## TASK DIRECTIONS
Set down the material below word for word, excluding the pictures.

## INPUT
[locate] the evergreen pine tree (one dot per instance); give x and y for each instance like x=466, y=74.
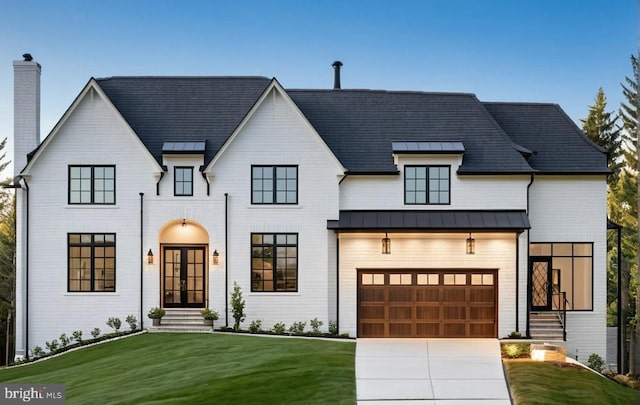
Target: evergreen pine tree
x=601, y=128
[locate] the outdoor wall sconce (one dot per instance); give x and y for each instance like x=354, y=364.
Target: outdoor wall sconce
x=386, y=244
x=215, y=257
x=471, y=245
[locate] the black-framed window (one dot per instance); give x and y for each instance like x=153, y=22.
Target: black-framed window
x=91, y=262
x=572, y=267
x=274, y=262
x=427, y=185
x=274, y=184
x=92, y=184
x=183, y=181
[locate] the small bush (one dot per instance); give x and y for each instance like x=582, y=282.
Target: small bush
x=37, y=352
x=114, y=323
x=132, y=321
x=297, y=328
x=52, y=346
x=255, y=326
x=515, y=350
x=333, y=328
x=64, y=340
x=279, y=328
x=315, y=324
x=595, y=362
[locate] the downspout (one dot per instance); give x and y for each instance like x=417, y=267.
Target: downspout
x=338, y=283
x=226, y=260
x=621, y=336
x=26, y=271
x=141, y=258
x=533, y=176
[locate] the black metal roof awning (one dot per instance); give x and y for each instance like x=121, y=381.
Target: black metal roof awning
x=432, y=220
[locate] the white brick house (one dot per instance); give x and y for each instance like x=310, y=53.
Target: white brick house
x=404, y=214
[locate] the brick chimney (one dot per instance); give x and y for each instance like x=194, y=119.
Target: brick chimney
x=26, y=110
x=336, y=74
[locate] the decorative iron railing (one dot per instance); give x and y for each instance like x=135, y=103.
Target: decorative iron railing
x=559, y=302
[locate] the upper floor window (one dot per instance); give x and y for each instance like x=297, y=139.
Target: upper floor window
x=92, y=184
x=427, y=185
x=274, y=262
x=183, y=183
x=92, y=262
x=274, y=184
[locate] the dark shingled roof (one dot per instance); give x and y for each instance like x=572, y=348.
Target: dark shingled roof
x=502, y=220
x=558, y=145
x=359, y=126
x=170, y=109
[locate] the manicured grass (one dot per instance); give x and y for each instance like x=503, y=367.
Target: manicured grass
x=201, y=369
x=532, y=382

## EXPECTED ANSWER
[locate] the evergreen pine tree (one dot per instance); give x and y for each instance like x=466, y=74.
Target: evergreen pine tree
x=601, y=128
[locate] the outdoor wall sconce (one dot per instance); give x and y for each instance like x=354, y=364.
Target: outdoor wall sconce
x=386, y=244
x=215, y=257
x=471, y=245
[locate] the black-framed window (one dot per instance); give x and y for each instance like x=153, y=22.
Target: black-framed window
x=91, y=262
x=572, y=267
x=274, y=262
x=427, y=185
x=274, y=184
x=92, y=184
x=183, y=181
[locate] the small bush (one dot per instance); give x and y for each instance like x=582, y=282.
Target: small bush
x=37, y=352
x=114, y=323
x=132, y=321
x=297, y=328
x=52, y=346
x=255, y=326
x=515, y=350
x=333, y=328
x=64, y=340
x=279, y=328
x=315, y=324
x=595, y=362
[locate] the downspout (one dot per instance); give x and y for each instance like x=417, y=267.
Target: downspout
x=338, y=283
x=226, y=260
x=621, y=336
x=26, y=271
x=141, y=258
x=533, y=176
[locate] the black metal roof awning (one dot per instance); give x and y for each instance like x=121, y=381.
Target: black metal roof awning
x=432, y=220
[locate] the white brick house (one dot per instance); give x and y for each instance like x=310, y=53.
Target: white brick house
x=404, y=214
[locate] the brick chimney (one dot per instance); give x and y for each instance like x=194, y=119.
Target: brick chimney
x=26, y=110
x=336, y=74
[locate] the decorative iron railing (one dot per instance); give x and y for each instance like x=135, y=103.
Target: decorative iron railing
x=559, y=302
[locate] the upper floor window (one dot per instance); give x and y for each instance like x=297, y=139.
Target: upper floor window
x=92, y=184
x=427, y=185
x=274, y=262
x=183, y=183
x=92, y=262
x=274, y=184
[locate] the dark shingled roof (one dot per instance); give x and y for each instance like x=572, y=348.
Target: dark shingled roof
x=502, y=220
x=558, y=145
x=359, y=126
x=170, y=109
[locate] the manicured grass (one dot per instance); give x and y for each instance like x=503, y=367.
Target: manicured grass
x=201, y=369
x=532, y=382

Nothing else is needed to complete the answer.